Gather every line in the rows below that contains the word "conditioner" and copy each one unchanged. The match is case-sensitive.
** START OF Information supplied **
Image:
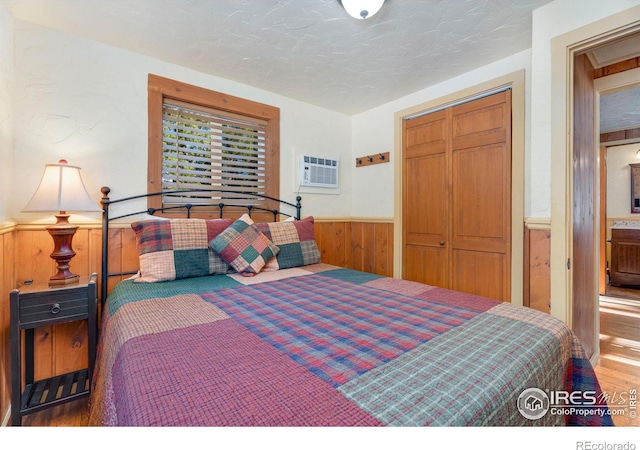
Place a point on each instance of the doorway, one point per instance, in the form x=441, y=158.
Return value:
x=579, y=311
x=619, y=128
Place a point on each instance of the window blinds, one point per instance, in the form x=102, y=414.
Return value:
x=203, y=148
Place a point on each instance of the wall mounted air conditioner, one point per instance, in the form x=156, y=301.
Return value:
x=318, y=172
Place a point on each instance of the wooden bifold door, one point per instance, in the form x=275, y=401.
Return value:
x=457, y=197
** END OF Information supplied **
** START OF Information supplied **
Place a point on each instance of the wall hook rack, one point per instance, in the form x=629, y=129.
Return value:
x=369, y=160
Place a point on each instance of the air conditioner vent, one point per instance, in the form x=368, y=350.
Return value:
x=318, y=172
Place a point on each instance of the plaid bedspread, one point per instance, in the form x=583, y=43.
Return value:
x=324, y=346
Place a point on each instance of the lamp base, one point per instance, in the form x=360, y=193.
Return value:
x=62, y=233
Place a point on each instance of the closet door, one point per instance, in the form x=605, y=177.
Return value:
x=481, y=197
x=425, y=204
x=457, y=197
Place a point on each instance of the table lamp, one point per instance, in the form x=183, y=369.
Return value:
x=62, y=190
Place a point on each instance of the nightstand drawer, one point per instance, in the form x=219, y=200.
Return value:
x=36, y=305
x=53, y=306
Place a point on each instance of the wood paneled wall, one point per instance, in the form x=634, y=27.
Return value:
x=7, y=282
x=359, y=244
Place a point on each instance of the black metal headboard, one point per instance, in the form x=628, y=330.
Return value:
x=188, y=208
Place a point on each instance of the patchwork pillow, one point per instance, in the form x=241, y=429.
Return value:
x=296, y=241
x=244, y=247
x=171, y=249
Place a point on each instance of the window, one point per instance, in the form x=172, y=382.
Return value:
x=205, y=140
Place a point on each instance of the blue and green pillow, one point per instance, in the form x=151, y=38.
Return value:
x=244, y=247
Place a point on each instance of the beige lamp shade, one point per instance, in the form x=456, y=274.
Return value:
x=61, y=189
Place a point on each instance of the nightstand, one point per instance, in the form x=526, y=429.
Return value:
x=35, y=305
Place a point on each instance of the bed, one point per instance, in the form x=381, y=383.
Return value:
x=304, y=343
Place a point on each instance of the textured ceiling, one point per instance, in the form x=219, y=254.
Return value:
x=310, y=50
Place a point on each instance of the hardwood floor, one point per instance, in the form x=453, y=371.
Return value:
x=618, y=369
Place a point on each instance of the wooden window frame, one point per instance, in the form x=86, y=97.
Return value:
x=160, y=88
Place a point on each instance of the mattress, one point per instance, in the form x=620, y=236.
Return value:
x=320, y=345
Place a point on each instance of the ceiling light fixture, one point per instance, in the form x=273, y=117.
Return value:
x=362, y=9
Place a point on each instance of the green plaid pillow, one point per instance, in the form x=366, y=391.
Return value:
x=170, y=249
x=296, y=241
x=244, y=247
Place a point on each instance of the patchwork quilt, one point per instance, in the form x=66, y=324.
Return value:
** END OF Information supplied **
■ **Correct answer**:
Place a point on each instance of the wall mounted air conditioner, one point per instance, in the form x=156, y=301.
Place a point on each instance of the air conditioner vent, one point per instance, in the form x=368, y=350.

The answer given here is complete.